Point-annotation records:
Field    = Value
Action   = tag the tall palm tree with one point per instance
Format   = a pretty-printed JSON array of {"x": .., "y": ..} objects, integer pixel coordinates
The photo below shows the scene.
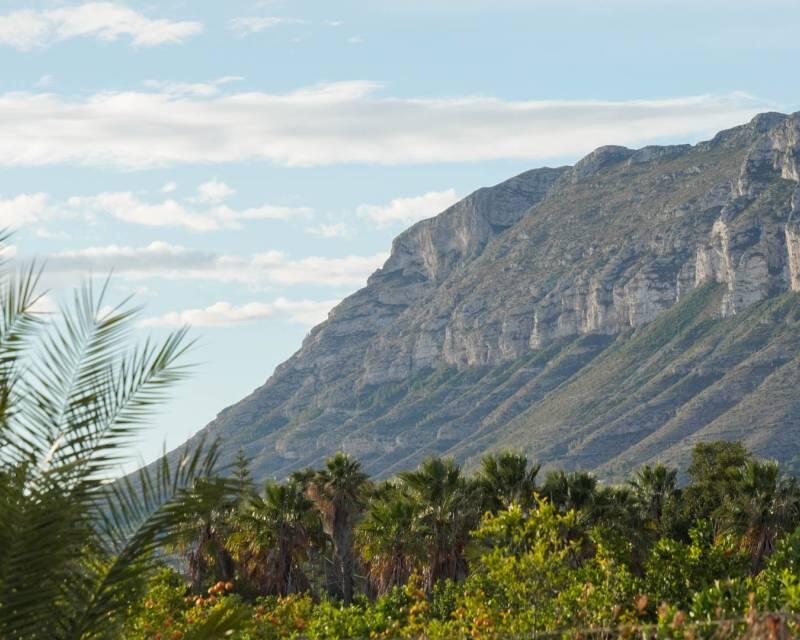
[
  {"x": 338, "y": 492},
  {"x": 764, "y": 506},
  {"x": 72, "y": 397},
  {"x": 506, "y": 478},
  {"x": 449, "y": 508},
  {"x": 389, "y": 538},
  {"x": 273, "y": 535},
  {"x": 653, "y": 488}
]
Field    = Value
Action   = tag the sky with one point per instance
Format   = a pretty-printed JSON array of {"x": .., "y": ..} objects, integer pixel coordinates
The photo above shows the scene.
[{"x": 242, "y": 166}]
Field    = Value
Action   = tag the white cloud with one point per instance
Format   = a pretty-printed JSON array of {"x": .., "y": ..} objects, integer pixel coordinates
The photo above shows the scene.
[
  {"x": 256, "y": 24},
  {"x": 174, "y": 262},
  {"x": 29, "y": 29},
  {"x": 25, "y": 209},
  {"x": 46, "y": 234},
  {"x": 344, "y": 122},
  {"x": 409, "y": 210},
  {"x": 45, "y": 304},
  {"x": 211, "y": 214},
  {"x": 214, "y": 191},
  {"x": 329, "y": 230},
  {"x": 196, "y": 89},
  {"x": 221, "y": 314}
]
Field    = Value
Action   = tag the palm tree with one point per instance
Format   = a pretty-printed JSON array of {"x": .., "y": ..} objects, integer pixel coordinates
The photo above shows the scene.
[
  {"x": 506, "y": 478},
  {"x": 764, "y": 507},
  {"x": 449, "y": 507},
  {"x": 203, "y": 542},
  {"x": 272, "y": 539},
  {"x": 571, "y": 491},
  {"x": 389, "y": 539},
  {"x": 338, "y": 493},
  {"x": 72, "y": 397},
  {"x": 653, "y": 488}
]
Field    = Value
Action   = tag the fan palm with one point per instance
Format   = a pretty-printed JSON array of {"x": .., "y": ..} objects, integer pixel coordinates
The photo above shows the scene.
[
  {"x": 506, "y": 478},
  {"x": 389, "y": 538},
  {"x": 571, "y": 491},
  {"x": 72, "y": 397},
  {"x": 653, "y": 488},
  {"x": 273, "y": 537},
  {"x": 338, "y": 493},
  {"x": 449, "y": 508},
  {"x": 765, "y": 505}
]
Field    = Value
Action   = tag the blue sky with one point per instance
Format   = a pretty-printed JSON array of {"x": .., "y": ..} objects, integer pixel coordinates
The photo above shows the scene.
[{"x": 243, "y": 165}]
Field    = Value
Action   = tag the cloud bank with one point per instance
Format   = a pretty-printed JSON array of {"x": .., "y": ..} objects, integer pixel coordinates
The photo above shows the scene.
[
  {"x": 106, "y": 21},
  {"x": 344, "y": 122},
  {"x": 409, "y": 210},
  {"x": 174, "y": 262},
  {"x": 222, "y": 314}
]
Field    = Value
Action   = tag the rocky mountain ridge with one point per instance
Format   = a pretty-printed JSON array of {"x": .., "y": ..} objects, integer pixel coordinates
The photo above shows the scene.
[{"x": 484, "y": 316}]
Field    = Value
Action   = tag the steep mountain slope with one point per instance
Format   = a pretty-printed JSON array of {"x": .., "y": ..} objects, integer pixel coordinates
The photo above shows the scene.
[{"x": 597, "y": 316}]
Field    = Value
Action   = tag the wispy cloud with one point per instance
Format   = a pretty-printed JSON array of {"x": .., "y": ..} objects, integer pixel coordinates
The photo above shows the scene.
[
  {"x": 174, "y": 262},
  {"x": 409, "y": 210},
  {"x": 106, "y": 21},
  {"x": 223, "y": 314},
  {"x": 206, "y": 211},
  {"x": 25, "y": 209},
  {"x": 247, "y": 25},
  {"x": 329, "y": 230},
  {"x": 344, "y": 122},
  {"x": 214, "y": 191},
  {"x": 196, "y": 89}
]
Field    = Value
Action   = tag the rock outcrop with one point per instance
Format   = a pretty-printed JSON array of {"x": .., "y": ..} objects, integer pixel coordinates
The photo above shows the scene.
[{"x": 463, "y": 340}]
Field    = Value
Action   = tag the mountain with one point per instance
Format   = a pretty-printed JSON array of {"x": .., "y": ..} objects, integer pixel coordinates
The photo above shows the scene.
[{"x": 597, "y": 316}]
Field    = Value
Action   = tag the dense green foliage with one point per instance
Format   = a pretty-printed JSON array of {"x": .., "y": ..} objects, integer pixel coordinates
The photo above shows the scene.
[{"x": 439, "y": 554}]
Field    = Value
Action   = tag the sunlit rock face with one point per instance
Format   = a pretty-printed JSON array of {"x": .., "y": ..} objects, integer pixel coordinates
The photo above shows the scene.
[{"x": 483, "y": 313}]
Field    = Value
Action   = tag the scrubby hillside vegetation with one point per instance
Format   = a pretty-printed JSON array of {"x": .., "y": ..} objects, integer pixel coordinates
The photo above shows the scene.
[
  {"x": 198, "y": 551},
  {"x": 503, "y": 553},
  {"x": 600, "y": 316}
]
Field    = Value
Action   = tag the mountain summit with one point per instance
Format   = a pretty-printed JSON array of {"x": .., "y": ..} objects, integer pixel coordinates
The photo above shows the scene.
[{"x": 597, "y": 316}]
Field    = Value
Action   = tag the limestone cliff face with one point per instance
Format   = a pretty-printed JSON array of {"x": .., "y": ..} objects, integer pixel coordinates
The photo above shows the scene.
[{"x": 575, "y": 255}]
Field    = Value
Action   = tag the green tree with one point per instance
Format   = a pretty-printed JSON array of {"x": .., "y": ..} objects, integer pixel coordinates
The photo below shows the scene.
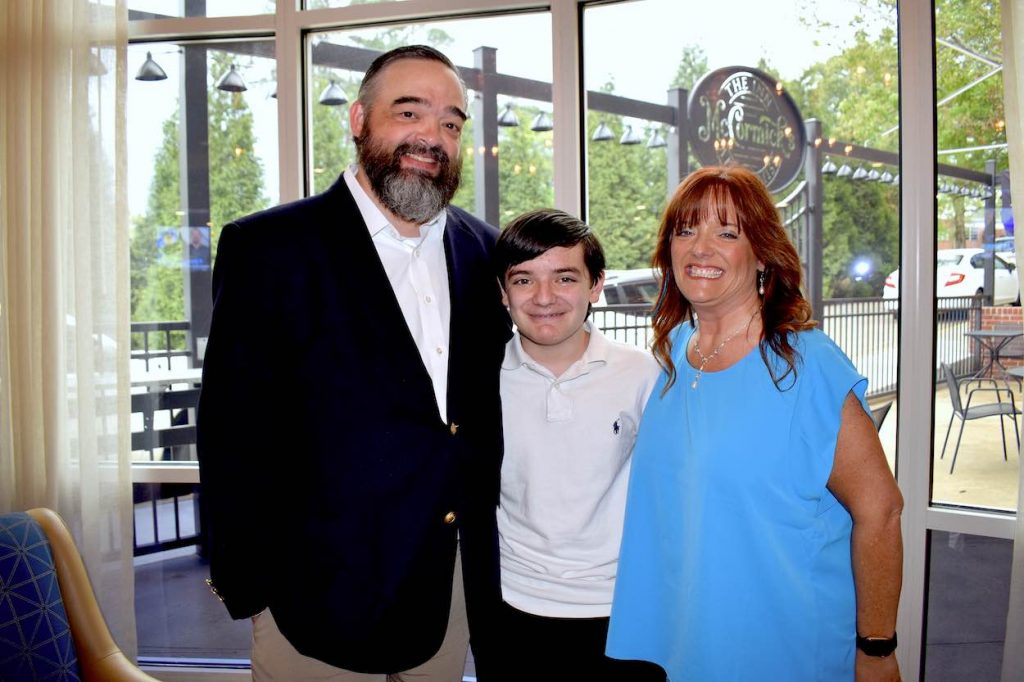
[
  {"x": 627, "y": 187},
  {"x": 236, "y": 177}
]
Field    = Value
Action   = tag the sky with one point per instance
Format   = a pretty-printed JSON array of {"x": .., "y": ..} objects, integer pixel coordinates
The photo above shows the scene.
[{"x": 635, "y": 44}]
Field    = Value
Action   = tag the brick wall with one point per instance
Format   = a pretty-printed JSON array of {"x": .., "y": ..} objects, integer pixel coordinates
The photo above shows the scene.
[{"x": 1006, "y": 316}]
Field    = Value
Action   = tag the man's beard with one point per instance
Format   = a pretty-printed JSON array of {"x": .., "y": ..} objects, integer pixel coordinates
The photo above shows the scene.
[{"x": 409, "y": 194}]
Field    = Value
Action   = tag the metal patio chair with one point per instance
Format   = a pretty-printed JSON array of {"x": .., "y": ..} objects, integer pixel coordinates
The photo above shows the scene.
[{"x": 968, "y": 412}]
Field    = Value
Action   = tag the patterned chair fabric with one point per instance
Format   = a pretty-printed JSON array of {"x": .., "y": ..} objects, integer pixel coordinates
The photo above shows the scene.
[{"x": 35, "y": 638}]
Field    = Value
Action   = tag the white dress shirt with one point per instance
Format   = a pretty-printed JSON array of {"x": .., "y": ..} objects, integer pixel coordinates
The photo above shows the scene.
[{"x": 418, "y": 272}]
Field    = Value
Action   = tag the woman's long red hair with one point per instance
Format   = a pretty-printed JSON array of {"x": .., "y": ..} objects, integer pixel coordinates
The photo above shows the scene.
[{"x": 783, "y": 311}]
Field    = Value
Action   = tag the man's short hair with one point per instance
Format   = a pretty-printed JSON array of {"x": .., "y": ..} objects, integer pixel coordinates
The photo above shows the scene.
[
  {"x": 535, "y": 232},
  {"x": 368, "y": 89}
]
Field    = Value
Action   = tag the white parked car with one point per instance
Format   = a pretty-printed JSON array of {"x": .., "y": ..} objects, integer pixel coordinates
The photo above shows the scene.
[
  {"x": 637, "y": 287},
  {"x": 961, "y": 272}
]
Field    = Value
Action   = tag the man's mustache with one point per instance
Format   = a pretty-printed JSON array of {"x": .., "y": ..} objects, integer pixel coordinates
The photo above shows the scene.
[{"x": 435, "y": 153}]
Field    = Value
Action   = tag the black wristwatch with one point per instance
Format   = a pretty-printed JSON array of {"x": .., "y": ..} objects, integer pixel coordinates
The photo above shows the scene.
[{"x": 877, "y": 646}]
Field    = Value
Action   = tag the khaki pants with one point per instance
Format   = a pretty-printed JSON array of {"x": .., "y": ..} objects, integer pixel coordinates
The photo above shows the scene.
[{"x": 274, "y": 659}]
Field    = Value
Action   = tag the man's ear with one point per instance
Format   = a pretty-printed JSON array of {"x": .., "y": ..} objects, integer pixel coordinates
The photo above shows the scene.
[
  {"x": 595, "y": 291},
  {"x": 356, "y": 117}
]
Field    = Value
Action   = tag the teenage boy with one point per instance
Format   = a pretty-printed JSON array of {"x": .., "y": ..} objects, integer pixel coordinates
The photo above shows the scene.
[{"x": 570, "y": 403}]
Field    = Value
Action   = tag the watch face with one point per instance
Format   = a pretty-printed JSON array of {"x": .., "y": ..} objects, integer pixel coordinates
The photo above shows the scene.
[{"x": 877, "y": 646}]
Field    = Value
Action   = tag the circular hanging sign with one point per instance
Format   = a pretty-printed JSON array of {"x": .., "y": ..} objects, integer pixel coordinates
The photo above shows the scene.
[{"x": 742, "y": 116}]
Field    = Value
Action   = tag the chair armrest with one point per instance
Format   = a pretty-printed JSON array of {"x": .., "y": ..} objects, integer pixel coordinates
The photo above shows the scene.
[
  {"x": 97, "y": 652},
  {"x": 998, "y": 392}
]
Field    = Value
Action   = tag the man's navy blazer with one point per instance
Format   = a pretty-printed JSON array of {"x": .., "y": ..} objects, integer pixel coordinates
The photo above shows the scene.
[{"x": 333, "y": 493}]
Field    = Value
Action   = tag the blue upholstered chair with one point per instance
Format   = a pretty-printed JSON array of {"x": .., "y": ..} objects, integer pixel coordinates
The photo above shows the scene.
[{"x": 50, "y": 624}]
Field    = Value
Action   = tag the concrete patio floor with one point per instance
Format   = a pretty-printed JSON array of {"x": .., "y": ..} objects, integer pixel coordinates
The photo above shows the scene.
[{"x": 981, "y": 477}]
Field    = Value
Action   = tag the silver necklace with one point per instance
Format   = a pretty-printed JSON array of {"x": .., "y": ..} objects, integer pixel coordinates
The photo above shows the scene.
[{"x": 707, "y": 358}]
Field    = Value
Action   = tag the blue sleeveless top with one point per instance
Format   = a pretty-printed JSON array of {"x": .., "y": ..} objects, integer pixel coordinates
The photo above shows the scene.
[{"x": 735, "y": 557}]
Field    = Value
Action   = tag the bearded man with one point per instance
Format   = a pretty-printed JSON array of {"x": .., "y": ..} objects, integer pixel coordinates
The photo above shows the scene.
[{"x": 349, "y": 422}]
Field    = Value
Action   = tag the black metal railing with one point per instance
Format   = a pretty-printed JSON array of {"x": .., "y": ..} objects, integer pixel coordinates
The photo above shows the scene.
[
  {"x": 158, "y": 342},
  {"x": 866, "y": 330}
]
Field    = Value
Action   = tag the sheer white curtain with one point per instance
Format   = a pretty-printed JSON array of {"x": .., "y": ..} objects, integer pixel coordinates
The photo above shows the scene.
[
  {"x": 1013, "y": 89},
  {"x": 64, "y": 282}
]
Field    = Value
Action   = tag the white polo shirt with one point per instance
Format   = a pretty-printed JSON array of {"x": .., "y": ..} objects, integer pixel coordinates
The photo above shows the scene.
[
  {"x": 418, "y": 272},
  {"x": 567, "y": 445}
]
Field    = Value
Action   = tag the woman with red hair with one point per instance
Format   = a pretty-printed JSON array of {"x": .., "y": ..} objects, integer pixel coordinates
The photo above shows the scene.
[{"x": 762, "y": 536}]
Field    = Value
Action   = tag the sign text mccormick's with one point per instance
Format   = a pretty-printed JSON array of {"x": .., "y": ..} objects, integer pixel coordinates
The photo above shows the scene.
[{"x": 743, "y": 116}]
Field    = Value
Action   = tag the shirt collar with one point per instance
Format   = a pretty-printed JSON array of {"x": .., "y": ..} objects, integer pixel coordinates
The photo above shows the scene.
[
  {"x": 374, "y": 217},
  {"x": 595, "y": 353}
]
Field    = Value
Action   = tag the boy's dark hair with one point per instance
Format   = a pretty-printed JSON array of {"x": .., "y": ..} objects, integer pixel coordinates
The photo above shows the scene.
[{"x": 532, "y": 233}]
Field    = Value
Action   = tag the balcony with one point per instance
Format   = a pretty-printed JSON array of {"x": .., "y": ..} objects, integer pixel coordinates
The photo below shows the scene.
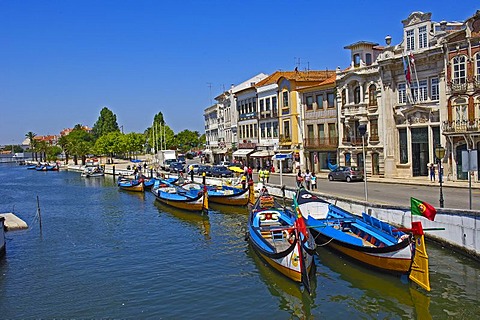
[
  {"x": 330, "y": 142},
  {"x": 461, "y": 126}
]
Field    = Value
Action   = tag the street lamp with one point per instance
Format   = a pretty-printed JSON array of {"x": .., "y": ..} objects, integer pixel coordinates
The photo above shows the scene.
[
  {"x": 440, "y": 153},
  {"x": 362, "y": 129}
]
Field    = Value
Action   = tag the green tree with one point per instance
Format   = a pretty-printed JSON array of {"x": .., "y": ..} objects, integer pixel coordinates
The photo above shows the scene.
[{"x": 106, "y": 123}]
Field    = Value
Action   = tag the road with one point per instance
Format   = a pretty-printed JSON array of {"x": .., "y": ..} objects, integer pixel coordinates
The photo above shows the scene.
[{"x": 387, "y": 193}]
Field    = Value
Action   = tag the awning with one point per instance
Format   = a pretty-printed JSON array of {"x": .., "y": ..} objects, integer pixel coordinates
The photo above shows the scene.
[
  {"x": 242, "y": 152},
  {"x": 262, "y": 153},
  {"x": 282, "y": 156}
]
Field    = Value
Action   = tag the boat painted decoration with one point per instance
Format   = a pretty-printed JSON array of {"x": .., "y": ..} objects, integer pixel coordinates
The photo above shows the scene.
[
  {"x": 179, "y": 197},
  {"x": 365, "y": 239},
  {"x": 130, "y": 185},
  {"x": 274, "y": 234}
]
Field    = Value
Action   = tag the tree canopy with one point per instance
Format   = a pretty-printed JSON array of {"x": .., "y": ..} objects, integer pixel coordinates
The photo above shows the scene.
[{"x": 106, "y": 123}]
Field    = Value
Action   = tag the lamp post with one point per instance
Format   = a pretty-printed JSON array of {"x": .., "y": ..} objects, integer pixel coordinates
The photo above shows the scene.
[
  {"x": 362, "y": 129},
  {"x": 440, "y": 153}
]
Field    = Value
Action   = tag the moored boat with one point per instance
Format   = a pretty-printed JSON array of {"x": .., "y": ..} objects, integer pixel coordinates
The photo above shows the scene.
[
  {"x": 365, "y": 239},
  {"x": 274, "y": 233},
  {"x": 130, "y": 185},
  {"x": 178, "y": 197}
]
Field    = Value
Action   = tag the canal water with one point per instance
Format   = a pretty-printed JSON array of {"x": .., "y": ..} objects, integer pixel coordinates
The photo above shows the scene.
[{"x": 105, "y": 253}]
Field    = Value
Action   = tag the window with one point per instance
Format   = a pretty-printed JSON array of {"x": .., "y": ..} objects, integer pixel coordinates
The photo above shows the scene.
[
  {"x": 374, "y": 129},
  {"x": 478, "y": 67},
  {"x": 419, "y": 93},
  {"x": 310, "y": 134},
  {"x": 309, "y": 102},
  {"x": 459, "y": 69},
  {"x": 368, "y": 59},
  {"x": 286, "y": 129},
  {"x": 402, "y": 93},
  {"x": 331, "y": 100},
  {"x": 356, "y": 95},
  {"x": 402, "y": 135},
  {"x": 372, "y": 95},
  {"x": 410, "y": 40},
  {"x": 285, "y": 99},
  {"x": 321, "y": 131},
  {"x": 422, "y": 37},
  {"x": 356, "y": 60},
  {"x": 434, "y": 94},
  {"x": 319, "y": 99}
]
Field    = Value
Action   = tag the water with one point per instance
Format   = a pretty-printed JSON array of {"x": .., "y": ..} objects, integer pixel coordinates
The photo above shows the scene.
[{"x": 105, "y": 253}]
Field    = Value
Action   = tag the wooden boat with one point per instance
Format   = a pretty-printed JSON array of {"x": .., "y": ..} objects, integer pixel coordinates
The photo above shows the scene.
[
  {"x": 226, "y": 195},
  {"x": 130, "y": 185},
  {"x": 365, "y": 239},
  {"x": 178, "y": 197},
  {"x": 273, "y": 234},
  {"x": 92, "y": 172}
]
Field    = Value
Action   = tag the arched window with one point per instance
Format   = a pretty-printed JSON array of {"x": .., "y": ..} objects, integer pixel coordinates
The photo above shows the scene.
[
  {"x": 372, "y": 95},
  {"x": 459, "y": 75},
  {"x": 356, "y": 95}
]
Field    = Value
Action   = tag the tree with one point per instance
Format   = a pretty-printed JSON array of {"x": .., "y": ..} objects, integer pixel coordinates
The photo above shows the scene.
[{"x": 106, "y": 123}]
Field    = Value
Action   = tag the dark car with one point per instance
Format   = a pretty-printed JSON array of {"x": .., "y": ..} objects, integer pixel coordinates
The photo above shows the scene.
[
  {"x": 207, "y": 169},
  {"x": 346, "y": 174},
  {"x": 221, "y": 172},
  {"x": 177, "y": 167}
]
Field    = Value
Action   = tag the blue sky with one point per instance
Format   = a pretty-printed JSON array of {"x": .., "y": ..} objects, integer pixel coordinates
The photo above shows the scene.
[{"x": 62, "y": 61}]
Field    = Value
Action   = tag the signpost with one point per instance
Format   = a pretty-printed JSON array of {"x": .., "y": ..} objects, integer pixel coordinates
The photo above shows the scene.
[{"x": 469, "y": 163}]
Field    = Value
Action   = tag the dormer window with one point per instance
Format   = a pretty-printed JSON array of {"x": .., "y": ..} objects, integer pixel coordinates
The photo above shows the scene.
[
  {"x": 356, "y": 60},
  {"x": 368, "y": 59},
  {"x": 410, "y": 37},
  {"x": 422, "y": 37}
]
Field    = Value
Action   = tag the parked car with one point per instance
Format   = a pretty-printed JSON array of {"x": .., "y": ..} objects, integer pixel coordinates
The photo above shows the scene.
[
  {"x": 346, "y": 174},
  {"x": 177, "y": 167},
  {"x": 221, "y": 172},
  {"x": 207, "y": 169}
]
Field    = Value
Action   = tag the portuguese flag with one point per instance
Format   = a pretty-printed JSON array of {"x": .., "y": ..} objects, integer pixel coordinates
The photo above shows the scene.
[{"x": 421, "y": 208}]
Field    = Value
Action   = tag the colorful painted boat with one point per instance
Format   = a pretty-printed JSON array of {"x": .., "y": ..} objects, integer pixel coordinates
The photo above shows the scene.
[
  {"x": 130, "y": 185},
  {"x": 365, "y": 239},
  {"x": 273, "y": 234},
  {"x": 178, "y": 197}
]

> _EXERCISE DIRECTIONS_: Gather every line above that contains the word "blue", and copy each one.

> _WRITTEN SOLUTION_:
Action   = tag the blue sky with one point per instance
Action   = tag the blue upholstered chair with one point per instance
Action   = tag the blue sleeveless top with one point per instance
Action   = tag the blue sky with one point per instance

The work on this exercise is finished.